**TASK REQUIREMENTS**: Every line below should be copied out exactly.

------ DATA EXCERPTS

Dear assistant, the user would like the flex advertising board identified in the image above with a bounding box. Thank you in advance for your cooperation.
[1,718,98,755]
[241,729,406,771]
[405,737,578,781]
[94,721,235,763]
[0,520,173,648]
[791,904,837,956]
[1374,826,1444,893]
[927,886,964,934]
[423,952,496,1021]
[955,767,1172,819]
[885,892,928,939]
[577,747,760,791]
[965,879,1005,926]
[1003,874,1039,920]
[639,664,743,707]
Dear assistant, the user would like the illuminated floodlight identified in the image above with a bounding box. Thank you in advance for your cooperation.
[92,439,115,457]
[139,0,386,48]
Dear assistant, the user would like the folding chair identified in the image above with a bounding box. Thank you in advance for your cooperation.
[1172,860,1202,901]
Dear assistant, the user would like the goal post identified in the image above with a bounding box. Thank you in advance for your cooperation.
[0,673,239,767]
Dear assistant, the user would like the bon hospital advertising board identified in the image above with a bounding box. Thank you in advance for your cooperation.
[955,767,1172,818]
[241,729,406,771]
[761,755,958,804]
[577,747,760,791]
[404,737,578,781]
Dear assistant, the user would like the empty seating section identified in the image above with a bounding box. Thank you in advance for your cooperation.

------------

**OUTPUT FOR THIS EXERCISE**:
Dear assistant, the user would like the flex advertising board identified in the image above with a bounding box. Thank you in advance for your cooperation.
[1,718,98,755]
[241,729,406,771]
[405,737,578,781]
[94,721,235,763]
[0,520,173,648]
[791,904,837,956]
[1374,826,1444,893]
[927,886,964,934]
[423,952,496,1021]
[955,767,1172,819]
[885,892,928,939]
[577,747,760,791]
[965,879,1005,926]
[1003,874,1039,920]
[639,664,743,707]
Dear assistant, the user would like the illuminated floodlight identified in the image above with a bounding box. Thank you in advance for your cooperation.
[92,439,115,457]
[139,0,386,48]
Dear assistant, the user would like the folding chair identified in the image above with a bounding box. Thank you in advance for your cooperation.
[1172,860,1202,901]
Dear assistant, the user would like the goal post identified in the image above with a bounding box. Thank you in advance for your cooperation.
[0,673,239,767]
Dear assistant, the user would like the bon hospital advertising board identified in the image above with a bounding box. Thank you in advance for your cooperation.
[955,767,1172,818]
[241,729,406,771]
[761,755,958,804]
[577,747,760,791]
[404,737,578,781]
Dear assistant, the user would like the empty seating section identified in the image above with a bounding box. Thank you in advance for your cooperation.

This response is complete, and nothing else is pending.